== Segment start ==

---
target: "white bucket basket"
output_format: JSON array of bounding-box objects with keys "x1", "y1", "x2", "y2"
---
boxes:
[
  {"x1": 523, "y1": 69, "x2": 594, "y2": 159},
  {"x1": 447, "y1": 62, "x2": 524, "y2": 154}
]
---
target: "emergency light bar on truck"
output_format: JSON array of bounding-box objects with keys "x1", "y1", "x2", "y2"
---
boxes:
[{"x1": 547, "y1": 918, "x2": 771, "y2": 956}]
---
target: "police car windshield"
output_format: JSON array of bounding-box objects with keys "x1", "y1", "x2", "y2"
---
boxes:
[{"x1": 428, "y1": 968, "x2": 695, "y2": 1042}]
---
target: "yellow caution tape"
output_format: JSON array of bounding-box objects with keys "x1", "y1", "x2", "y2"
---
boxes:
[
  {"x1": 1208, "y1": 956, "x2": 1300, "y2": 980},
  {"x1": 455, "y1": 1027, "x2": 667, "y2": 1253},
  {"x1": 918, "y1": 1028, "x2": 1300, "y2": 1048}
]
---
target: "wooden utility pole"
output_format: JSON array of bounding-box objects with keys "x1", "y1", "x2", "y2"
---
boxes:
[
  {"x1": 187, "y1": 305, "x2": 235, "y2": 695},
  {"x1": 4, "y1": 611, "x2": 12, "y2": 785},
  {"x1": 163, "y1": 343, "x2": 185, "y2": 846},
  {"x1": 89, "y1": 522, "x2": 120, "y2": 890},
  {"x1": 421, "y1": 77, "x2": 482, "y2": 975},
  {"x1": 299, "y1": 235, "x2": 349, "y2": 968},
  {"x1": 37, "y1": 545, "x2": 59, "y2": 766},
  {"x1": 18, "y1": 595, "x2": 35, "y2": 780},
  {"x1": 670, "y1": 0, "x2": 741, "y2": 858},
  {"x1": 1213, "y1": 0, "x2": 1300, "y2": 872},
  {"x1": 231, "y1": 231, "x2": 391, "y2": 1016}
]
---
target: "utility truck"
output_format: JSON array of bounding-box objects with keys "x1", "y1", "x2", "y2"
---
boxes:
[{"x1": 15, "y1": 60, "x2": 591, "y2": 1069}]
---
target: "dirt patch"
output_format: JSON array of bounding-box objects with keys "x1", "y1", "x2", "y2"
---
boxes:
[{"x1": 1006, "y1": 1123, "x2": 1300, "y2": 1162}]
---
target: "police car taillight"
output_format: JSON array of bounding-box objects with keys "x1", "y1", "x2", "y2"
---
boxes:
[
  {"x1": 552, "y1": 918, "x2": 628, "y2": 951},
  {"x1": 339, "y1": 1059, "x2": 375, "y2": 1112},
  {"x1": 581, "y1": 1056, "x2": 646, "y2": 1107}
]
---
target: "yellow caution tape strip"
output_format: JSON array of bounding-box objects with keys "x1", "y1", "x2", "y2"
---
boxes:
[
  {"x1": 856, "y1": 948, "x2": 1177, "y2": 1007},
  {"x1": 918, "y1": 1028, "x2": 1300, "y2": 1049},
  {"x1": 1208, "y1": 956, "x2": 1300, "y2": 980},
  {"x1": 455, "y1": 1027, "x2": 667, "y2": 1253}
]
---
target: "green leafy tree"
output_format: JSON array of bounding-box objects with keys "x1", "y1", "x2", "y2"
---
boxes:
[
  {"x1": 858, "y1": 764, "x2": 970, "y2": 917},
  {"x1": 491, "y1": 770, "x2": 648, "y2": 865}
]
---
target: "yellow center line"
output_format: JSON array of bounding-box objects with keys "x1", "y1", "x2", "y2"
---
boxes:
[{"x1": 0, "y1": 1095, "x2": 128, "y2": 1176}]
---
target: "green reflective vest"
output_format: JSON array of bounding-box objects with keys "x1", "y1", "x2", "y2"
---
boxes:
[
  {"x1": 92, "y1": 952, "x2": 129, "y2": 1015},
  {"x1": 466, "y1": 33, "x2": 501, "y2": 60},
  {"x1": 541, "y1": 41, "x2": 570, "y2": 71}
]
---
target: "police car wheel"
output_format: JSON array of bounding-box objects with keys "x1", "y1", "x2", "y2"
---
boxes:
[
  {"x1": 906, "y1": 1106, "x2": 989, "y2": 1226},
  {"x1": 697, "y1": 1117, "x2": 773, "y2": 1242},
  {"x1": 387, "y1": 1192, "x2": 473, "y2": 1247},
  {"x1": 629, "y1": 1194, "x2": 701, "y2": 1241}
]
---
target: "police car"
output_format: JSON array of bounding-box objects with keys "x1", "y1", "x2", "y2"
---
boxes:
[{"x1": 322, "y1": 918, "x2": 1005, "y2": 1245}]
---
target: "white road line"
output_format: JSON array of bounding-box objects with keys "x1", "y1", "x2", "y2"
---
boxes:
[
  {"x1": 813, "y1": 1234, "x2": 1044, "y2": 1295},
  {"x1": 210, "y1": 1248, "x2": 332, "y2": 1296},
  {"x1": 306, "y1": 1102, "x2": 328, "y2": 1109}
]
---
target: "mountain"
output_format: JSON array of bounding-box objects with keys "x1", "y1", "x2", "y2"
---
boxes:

== Segment end ==

== PROBLEM ==
Within the entries, how many lines contain the word "caution"? Answer with a number alone.

== PROBLEM SOLUTION ==
2